Copy out the lines from the line with "Mark the football" to the line with "pixel 213 66", both included, reproducing them without any change.
____
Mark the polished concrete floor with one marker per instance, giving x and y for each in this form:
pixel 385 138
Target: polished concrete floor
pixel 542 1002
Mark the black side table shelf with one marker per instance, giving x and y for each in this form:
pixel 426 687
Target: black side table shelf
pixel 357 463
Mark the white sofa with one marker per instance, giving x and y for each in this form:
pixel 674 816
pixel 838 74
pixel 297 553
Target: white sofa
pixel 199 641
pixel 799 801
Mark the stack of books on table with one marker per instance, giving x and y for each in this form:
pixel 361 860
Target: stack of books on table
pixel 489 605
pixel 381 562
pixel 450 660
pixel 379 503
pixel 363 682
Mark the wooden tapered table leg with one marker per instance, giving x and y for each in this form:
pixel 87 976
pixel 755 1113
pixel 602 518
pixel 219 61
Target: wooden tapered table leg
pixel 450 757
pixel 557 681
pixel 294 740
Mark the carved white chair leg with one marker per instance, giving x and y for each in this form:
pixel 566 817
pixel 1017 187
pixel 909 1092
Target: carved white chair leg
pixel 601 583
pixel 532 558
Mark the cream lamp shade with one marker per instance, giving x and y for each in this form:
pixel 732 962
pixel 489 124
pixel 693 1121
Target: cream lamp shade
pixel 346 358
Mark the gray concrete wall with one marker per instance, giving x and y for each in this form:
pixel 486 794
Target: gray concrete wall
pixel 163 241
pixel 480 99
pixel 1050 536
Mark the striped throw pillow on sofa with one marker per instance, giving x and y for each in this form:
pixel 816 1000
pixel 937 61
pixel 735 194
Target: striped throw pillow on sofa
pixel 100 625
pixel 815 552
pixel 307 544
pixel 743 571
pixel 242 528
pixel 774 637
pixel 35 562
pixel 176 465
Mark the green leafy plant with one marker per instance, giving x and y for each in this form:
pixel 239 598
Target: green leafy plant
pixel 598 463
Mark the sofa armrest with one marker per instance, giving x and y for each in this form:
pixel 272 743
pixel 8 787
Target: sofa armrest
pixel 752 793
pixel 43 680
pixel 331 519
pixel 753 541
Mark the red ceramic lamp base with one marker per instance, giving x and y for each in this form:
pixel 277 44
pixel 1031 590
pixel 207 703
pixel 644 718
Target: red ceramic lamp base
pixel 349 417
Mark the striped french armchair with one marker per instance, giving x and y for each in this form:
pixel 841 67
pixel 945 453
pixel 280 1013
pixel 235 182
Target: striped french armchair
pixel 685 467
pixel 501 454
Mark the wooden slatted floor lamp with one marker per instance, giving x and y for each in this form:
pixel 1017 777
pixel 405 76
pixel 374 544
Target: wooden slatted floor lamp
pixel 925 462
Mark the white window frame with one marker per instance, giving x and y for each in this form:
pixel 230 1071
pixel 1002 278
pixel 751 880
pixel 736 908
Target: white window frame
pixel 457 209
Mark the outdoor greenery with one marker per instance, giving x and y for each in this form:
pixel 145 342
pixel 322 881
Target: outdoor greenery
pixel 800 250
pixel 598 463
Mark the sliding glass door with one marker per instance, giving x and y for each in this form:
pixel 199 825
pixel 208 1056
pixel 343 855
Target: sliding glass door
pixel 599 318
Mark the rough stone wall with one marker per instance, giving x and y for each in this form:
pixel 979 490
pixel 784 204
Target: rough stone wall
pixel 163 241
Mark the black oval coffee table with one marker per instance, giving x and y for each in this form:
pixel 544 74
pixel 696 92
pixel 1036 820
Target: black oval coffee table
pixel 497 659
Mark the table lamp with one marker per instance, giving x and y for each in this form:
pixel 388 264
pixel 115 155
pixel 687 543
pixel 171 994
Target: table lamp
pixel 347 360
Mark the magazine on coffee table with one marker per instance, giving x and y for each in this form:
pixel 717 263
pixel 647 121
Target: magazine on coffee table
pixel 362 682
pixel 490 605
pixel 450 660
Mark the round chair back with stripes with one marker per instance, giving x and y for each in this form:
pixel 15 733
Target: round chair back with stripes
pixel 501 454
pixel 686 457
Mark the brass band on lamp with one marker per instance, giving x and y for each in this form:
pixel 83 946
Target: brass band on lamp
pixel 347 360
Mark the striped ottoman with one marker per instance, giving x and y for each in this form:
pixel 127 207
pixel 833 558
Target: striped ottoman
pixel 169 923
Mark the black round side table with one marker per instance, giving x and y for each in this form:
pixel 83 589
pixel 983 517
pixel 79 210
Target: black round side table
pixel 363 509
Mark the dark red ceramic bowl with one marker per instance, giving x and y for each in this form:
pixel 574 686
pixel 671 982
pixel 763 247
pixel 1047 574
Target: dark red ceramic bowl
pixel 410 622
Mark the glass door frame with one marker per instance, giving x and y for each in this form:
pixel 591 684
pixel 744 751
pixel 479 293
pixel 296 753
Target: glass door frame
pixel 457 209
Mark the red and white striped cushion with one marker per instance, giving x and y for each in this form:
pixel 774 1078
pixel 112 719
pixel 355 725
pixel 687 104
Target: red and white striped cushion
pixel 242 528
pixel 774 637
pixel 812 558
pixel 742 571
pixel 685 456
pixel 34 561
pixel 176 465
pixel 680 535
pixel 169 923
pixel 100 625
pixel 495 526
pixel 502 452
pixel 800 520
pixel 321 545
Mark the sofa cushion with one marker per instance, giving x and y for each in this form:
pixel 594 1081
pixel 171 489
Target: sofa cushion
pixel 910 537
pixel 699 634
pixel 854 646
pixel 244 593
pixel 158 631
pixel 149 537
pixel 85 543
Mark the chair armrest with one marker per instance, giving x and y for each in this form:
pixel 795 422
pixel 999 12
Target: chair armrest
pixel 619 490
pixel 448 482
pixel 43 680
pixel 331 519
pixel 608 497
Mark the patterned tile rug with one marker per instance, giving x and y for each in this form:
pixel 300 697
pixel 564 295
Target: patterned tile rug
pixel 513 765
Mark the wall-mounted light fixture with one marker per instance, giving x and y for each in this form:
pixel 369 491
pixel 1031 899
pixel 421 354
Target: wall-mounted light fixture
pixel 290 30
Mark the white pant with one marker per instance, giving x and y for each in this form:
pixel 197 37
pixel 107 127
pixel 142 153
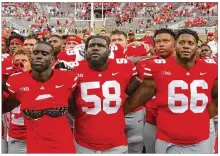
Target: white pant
pixel 4 146
pixel 150 137
pixel 134 131
pixel 202 147
pixel 16 146
pixel 116 150
pixel 212 135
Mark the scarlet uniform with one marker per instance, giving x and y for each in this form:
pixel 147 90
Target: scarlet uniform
pixel 99 122
pixel 135 51
pixel 182 99
pixel 47 134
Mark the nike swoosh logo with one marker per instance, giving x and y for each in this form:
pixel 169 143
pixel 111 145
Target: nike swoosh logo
pixel 203 73
pixel 58 86
pixel 113 74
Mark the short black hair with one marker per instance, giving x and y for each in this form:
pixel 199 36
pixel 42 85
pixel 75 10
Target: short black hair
pixel 64 37
pixel 118 32
pixel 31 37
pixel 166 31
pixel 97 36
pixel 58 36
pixel 190 32
pixel 103 30
pixel 44 42
pixel 15 35
pixel 203 45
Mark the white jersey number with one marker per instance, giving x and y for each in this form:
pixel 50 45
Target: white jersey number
pixel 108 97
pixel 194 97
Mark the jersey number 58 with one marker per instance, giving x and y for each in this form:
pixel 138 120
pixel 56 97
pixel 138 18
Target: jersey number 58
pixel 100 104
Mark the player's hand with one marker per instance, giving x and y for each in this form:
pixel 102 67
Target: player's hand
pixel 63 65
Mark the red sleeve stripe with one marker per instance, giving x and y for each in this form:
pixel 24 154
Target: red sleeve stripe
pixel 75 79
pixel 148 69
pixel 7 84
pixel 147 74
pixel 134 74
pixel 11 90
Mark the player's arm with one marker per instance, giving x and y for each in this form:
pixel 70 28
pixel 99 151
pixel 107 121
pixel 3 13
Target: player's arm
pixel 142 94
pixel 213 107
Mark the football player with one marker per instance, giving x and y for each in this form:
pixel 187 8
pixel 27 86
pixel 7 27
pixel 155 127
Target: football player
pixel 186 97
pixel 43 96
pixel 102 87
pixel 164 45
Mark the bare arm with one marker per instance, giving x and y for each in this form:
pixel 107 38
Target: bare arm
pixel 213 107
pixel 144 93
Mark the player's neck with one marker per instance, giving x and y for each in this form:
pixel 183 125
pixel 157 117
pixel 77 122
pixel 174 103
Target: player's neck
pixel 186 64
pixel 42 76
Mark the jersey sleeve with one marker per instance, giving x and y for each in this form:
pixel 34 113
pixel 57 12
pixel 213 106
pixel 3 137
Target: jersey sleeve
pixel 7 65
pixel 151 67
pixel 140 68
pixel 72 80
pixel 213 66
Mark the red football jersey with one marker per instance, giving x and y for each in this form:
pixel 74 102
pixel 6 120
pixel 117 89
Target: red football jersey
pixel 100 122
pixel 45 135
pixel 135 51
pixel 117 51
pixel 182 98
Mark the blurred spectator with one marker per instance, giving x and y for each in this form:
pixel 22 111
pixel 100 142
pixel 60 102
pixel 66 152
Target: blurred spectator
pixel 29 43
pixel 206 51
pixel 214 44
pixel 15 42
pixel 85 36
pixel 4 45
pixel 210 37
pixel 131 37
pixel 72 42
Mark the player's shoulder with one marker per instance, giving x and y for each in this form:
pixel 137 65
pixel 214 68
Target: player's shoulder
pixel 18 78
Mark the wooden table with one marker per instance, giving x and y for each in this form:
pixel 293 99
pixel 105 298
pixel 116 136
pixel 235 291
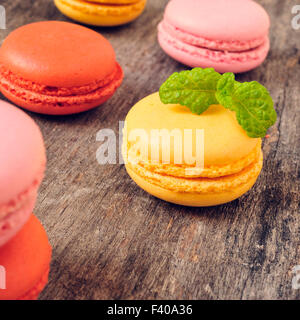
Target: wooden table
pixel 111 240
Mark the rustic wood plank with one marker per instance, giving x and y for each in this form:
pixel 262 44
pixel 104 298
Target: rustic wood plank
pixel 113 241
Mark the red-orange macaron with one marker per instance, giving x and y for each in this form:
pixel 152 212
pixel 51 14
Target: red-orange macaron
pixel 55 67
pixel 24 263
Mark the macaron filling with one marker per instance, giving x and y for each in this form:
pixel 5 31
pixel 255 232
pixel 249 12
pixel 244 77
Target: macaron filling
pixel 205 51
pixel 34 293
pixel 200 185
pixel 36 93
pixel 209 171
pixel 13 215
pixel 214 44
pixel 104 9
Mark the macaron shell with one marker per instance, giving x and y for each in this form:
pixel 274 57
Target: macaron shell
pixel 225 140
pixel 58 54
pixel 22 153
pixel 100 14
pixel 219 19
pixel 46 104
pixel 26 259
pixel 12 223
pixel 221 61
pixel 189 198
pixel 115 1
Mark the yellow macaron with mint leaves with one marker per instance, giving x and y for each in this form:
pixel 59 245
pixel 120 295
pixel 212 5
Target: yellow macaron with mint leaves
pixel 197 142
pixel 105 13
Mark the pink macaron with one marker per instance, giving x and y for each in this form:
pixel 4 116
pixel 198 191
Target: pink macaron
pixel 227 35
pixel 22 166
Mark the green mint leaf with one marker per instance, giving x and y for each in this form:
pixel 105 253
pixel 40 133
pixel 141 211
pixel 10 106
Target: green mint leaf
pixel 225 89
pixel 195 89
pixel 252 103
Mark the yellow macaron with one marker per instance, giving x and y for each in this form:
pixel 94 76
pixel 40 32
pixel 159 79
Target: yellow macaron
pixel 102 12
pixel 232 160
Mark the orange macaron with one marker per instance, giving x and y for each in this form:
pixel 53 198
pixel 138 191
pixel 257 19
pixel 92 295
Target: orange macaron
pixel 58 68
pixel 24 263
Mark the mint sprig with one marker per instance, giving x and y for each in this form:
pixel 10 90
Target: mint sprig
pixel 199 88
pixel 195 89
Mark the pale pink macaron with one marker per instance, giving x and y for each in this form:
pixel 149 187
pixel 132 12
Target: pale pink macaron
pixel 22 165
pixel 227 35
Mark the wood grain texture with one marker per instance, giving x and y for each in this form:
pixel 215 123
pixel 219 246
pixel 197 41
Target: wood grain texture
pixel 111 240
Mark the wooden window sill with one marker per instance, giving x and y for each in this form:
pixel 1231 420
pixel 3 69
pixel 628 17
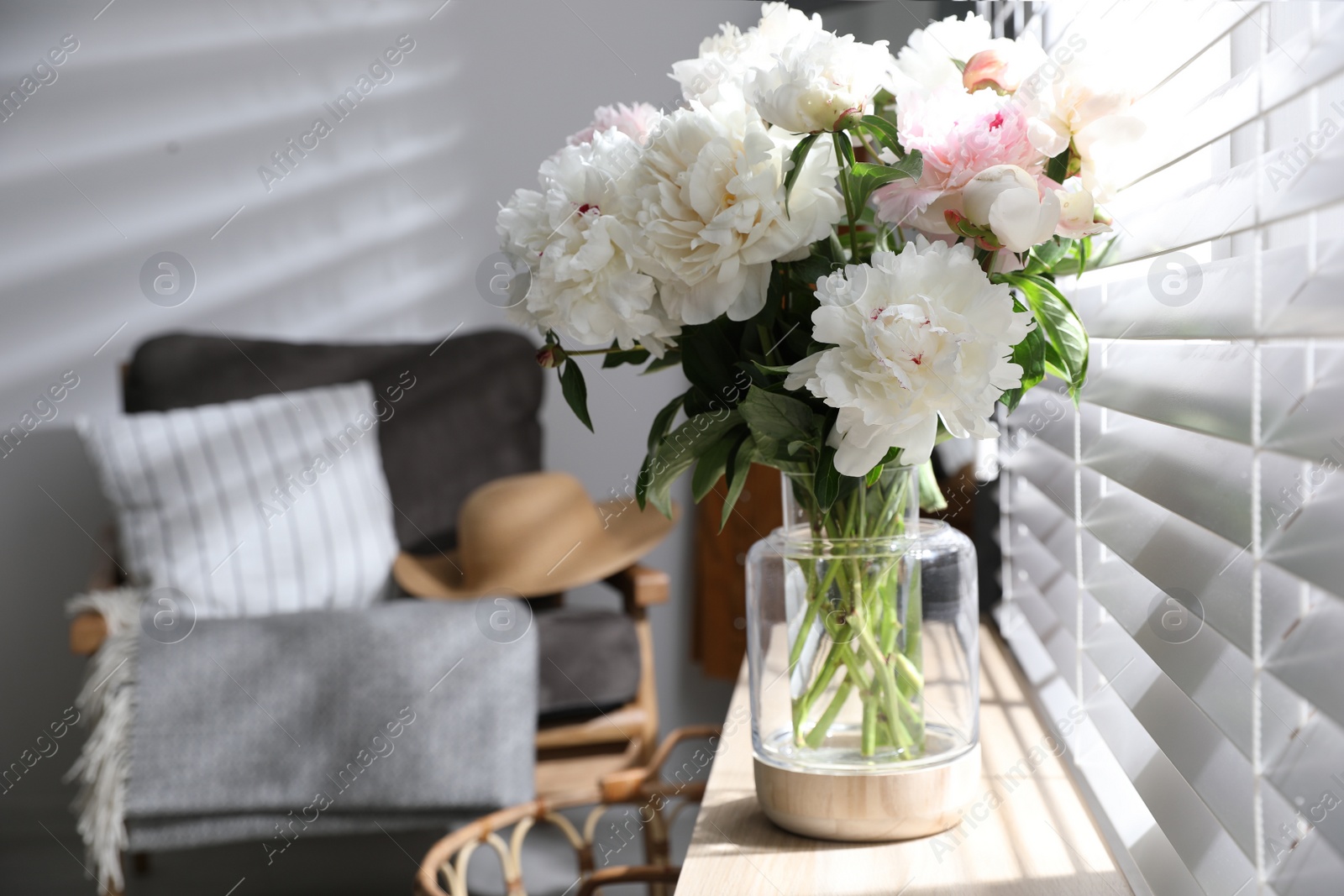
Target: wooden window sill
pixel 1028 833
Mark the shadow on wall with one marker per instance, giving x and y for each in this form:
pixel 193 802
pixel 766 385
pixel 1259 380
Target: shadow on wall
pixel 46 559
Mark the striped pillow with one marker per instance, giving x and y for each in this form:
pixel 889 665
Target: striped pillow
pixel 275 504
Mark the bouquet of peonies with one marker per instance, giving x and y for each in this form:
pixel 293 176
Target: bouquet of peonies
pixel 851 254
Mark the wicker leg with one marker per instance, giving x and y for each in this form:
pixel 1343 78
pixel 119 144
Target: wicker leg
pixel 656 851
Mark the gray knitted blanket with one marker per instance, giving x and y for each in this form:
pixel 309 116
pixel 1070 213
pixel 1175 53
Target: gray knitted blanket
pixel 398 715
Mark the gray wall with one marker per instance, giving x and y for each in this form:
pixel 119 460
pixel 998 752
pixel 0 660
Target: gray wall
pixel 150 139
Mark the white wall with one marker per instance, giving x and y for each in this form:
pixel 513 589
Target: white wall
pixel 151 137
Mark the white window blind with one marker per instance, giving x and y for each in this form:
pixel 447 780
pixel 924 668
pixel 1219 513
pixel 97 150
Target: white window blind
pixel 1173 547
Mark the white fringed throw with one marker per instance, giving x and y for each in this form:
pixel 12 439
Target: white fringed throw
pixel 107 700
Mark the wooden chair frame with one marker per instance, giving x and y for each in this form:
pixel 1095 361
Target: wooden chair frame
pixel 448 859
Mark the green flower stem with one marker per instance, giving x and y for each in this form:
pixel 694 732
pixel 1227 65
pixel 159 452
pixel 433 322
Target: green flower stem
pixel 870 610
pixel 848 199
pixel 803 705
pixel 819 731
pixel 869 743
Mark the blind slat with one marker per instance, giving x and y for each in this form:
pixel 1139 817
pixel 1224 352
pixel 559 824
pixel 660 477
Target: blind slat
pixel 1162 214
pixel 1292 67
pixel 1303 304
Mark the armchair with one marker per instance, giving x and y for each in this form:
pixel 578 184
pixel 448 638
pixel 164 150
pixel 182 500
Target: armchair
pixel 598 711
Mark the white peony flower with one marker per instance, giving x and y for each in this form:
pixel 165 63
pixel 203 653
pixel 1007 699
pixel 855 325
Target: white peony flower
pixel 918 338
pixel 1008 201
pixel 707 202
pixel 635 121
pixel 585 282
pixel 727 58
pixel 1085 103
pixel 1079 214
pixel 819 81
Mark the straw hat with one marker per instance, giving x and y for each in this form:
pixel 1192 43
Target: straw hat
pixel 531 535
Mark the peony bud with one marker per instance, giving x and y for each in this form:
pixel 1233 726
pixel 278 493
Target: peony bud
pixel 550 355
pixel 1079 215
pixel 988 69
pixel 1008 201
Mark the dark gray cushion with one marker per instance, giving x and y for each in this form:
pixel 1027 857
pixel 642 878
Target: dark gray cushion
pixel 589 664
pixel 470 417
pixel 464 411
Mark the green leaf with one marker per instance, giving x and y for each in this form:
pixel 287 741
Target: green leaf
pixel 739 463
pixel 1058 167
pixel 776 416
pixel 1072 344
pixel 575 391
pixel 711 466
pixel 844 148
pixel 874 474
pixel 1032 355
pixel 797 157
pixel 1068 349
pixel 885 132
pixel 633 356
pixel 866 177
pixel 826 484
pixel 671 359
pixel 1053 364
pixel 679 450
pixel 931 496
pixel 663 421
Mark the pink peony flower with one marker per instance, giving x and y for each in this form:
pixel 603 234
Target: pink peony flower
pixel 633 121
pixel 960 134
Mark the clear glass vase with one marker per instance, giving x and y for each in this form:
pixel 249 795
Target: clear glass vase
pixel 864 633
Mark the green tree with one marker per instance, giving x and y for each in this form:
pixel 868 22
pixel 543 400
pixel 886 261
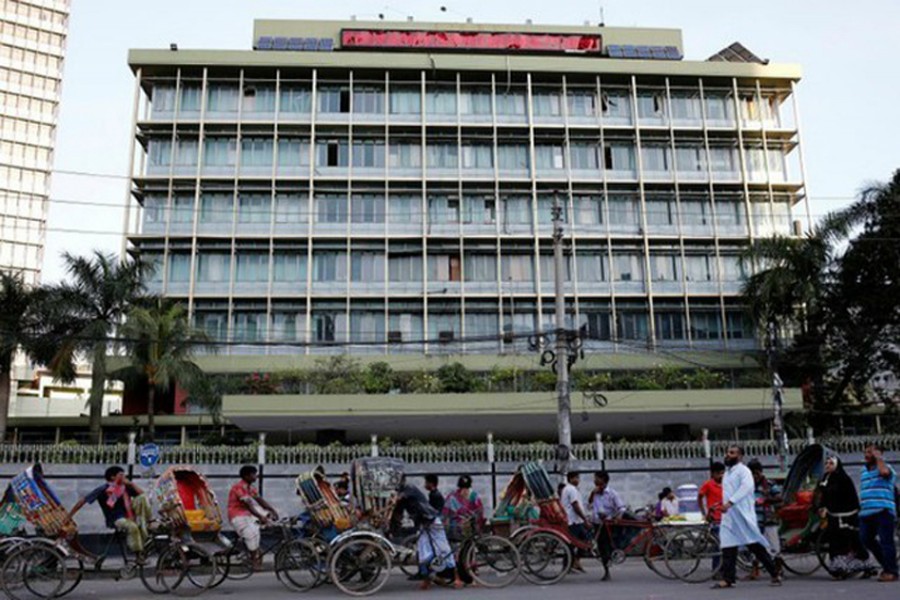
____
◆ Finished exercise:
Mark the football player with one marker per instance, giving x and y for each in this form:
pixel 187 8
pixel 27 86
pixel 7 27
pixel 155 127
Target: football player
pixel 186 97
pixel 43 96
pixel 102 87
pixel 164 45
Mark the bare arm with one marker per instance, giving x and y for each in this form:
pixel 107 38
Target: bare arm
pixel 213 107
pixel 144 93
Mark the player's neck with one marker per instance, giving x and y for each in this form:
pixel 183 125
pixel 157 117
pixel 77 122
pixel 174 103
Target: player's neck
pixel 186 64
pixel 42 76
Mark the jersey sleeve with one marker per instance, giving x and y for each in this form:
pixel 34 113
pixel 57 12
pixel 213 106
pixel 3 137
Target: jersey sleeve
pixel 7 65
pixel 151 67
pixel 140 68
pixel 72 80
pixel 213 66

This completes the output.